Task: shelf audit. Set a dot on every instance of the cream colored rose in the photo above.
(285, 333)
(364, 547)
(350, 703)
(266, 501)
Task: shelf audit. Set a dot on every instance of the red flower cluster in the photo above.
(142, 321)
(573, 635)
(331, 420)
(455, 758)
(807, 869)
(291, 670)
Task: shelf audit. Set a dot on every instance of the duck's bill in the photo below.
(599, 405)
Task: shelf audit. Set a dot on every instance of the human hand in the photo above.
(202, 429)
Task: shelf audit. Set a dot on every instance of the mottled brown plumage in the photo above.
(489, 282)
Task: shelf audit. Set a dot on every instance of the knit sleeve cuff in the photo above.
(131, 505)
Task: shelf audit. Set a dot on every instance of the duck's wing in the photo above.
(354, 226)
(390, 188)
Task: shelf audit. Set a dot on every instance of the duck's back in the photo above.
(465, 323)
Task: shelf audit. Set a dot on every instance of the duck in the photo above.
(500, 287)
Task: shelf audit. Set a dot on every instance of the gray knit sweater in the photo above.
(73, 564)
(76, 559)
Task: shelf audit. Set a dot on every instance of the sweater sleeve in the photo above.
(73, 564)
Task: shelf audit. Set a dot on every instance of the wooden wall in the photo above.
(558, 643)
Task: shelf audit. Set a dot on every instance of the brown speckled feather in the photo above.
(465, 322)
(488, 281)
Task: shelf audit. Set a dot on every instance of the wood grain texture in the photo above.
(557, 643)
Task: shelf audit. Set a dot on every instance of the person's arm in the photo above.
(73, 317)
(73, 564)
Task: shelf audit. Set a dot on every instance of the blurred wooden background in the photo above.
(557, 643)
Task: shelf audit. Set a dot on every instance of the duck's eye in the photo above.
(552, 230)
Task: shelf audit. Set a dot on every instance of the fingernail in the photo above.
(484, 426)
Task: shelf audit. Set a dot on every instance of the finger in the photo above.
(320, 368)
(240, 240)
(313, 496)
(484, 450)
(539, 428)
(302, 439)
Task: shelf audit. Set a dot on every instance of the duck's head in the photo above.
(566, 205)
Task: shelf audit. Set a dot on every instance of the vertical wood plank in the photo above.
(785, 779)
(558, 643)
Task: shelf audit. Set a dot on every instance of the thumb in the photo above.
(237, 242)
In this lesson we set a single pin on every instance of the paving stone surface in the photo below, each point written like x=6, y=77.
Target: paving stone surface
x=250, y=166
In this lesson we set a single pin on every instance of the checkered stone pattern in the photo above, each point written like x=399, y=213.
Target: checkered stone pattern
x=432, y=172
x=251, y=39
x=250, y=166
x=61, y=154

====

All of the records must be retyped exactly as they are.

Task: shelf audit. Set a dot on every instance of the cream colored rose in the photo above.
(285, 333)
(364, 547)
(350, 703)
(266, 501)
Task: shelf audit. Set a dot on every instance of the red flower cluster in the photo above.
(142, 321)
(573, 635)
(331, 420)
(455, 758)
(807, 869)
(291, 670)
Task: shelf audit. Set a dot on every instance of the duck's bill in the photo below.
(599, 405)
Task: shelf audit. Set a dot on every instance of the human hand in the photo above.
(202, 429)
Task: shelf audit. Set a dot on every instance of the mottled brown plumage in the photo above.
(489, 282)
Task: shelf audit. Set a dot on every instance of the knit sleeve cuff in the photo above.
(131, 505)
Task: shelf audit. Set a dot on every instance of the duck's wing in the photo above.
(354, 226)
(390, 188)
Task: shelf audit. Set a dot on every instance of the duck's back in the photo above.
(465, 323)
Task: shelf audit. Set a dot on every instance of the duck in the photo above.
(500, 287)
Task: shelf audit. Set a dot on every instance of the gray knit sweater in the photo above.
(73, 564)
(76, 559)
Task: shelf audit. Set a dot on every instance of the sweater sleeve in the photo above.
(73, 564)
Task: shelf audit. Set a dot on every instance of the wooden wall in the photo above.
(558, 643)
Task: shelf audit. Set a dot on every instance of the brown speckled feather in the photo above.
(465, 322)
(488, 281)
Task: shelf audit. Set a dot on every instance of the wood grain texture in the photo above.
(557, 643)
Task: shelf audit. Set a dot on every instance of the person's arm in the photo above.
(73, 317)
(73, 564)
Task: shelf audit. Set a dot on every instance of the blurred wooden background in the photo above.
(557, 643)
Task: shelf audit. Set a dot on every instance of the duck's eye in the photo above.
(552, 230)
Task: shelf audit. Set a dot on every instance of the fingernail in the photo above.
(484, 426)
Task: shelf audit. Set a dot on every instance of the finger in the photo above.
(320, 368)
(240, 240)
(313, 496)
(484, 450)
(539, 428)
(302, 439)
Task: shelf audit. Set a dot on every instance of the duck's head in the photo above.
(566, 205)
Task: shelf audit. Set a dot on every instance of the vertical wood plank in the photo above.
(785, 779)
(558, 643)
Task: shelf audit. Set a dot on every instance of the thumb in the photo above.
(237, 242)
In this lesson we set a single pin on every instance of the paving stone surface in the photo below, each point written like x=6, y=77.
Target: paving stone surface
x=250, y=166
In this lesson we set a single pin on every instance of the checkered stone pattern in the photo above, each point written like x=399, y=213.
Target: checkered stone pattern
x=432, y=172
x=251, y=39
x=250, y=166
x=61, y=154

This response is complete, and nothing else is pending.